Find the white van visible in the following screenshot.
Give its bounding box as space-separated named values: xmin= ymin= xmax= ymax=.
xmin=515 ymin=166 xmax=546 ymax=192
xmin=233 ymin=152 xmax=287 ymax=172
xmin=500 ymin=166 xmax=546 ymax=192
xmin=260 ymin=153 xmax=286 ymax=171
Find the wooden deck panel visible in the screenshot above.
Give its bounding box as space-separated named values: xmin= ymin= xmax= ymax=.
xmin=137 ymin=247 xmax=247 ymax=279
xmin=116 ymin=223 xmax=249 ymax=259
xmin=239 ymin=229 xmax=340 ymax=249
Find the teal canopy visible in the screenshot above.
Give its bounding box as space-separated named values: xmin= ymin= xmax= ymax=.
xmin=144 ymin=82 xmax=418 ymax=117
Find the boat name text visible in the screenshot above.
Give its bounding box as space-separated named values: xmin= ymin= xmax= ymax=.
------------------------------
#### EXERCISE DETAILS:
Repeat the data above, word for word.

#### OUTPUT OF THE EXERCISE:
Find the white van visible in the following screenshot.
Give its bounding box as space-separated named values: xmin= ymin= xmax= ymax=.
xmin=515 ymin=166 xmax=546 ymax=192
xmin=233 ymin=152 xmax=287 ymax=172
xmin=500 ymin=166 xmax=546 ymax=192
xmin=260 ymin=153 xmax=286 ymax=171
Find the wooden deck panel visible in the screenshot above.
Give its bounding box as space-separated named values: xmin= ymin= xmax= ymax=.
xmin=137 ymin=247 xmax=247 ymax=279
xmin=116 ymin=223 xmax=249 ymax=259
xmin=239 ymin=229 xmax=340 ymax=249
Find the teal canopy visible in the screenshot above.
Give its bounding box as space-separated named values: xmin= ymin= xmax= ymax=.
xmin=144 ymin=82 xmax=418 ymax=117
Find the boat name text visible in the screenshot above.
Give its bounding box as space-separated named values: xmin= ymin= xmax= ymax=.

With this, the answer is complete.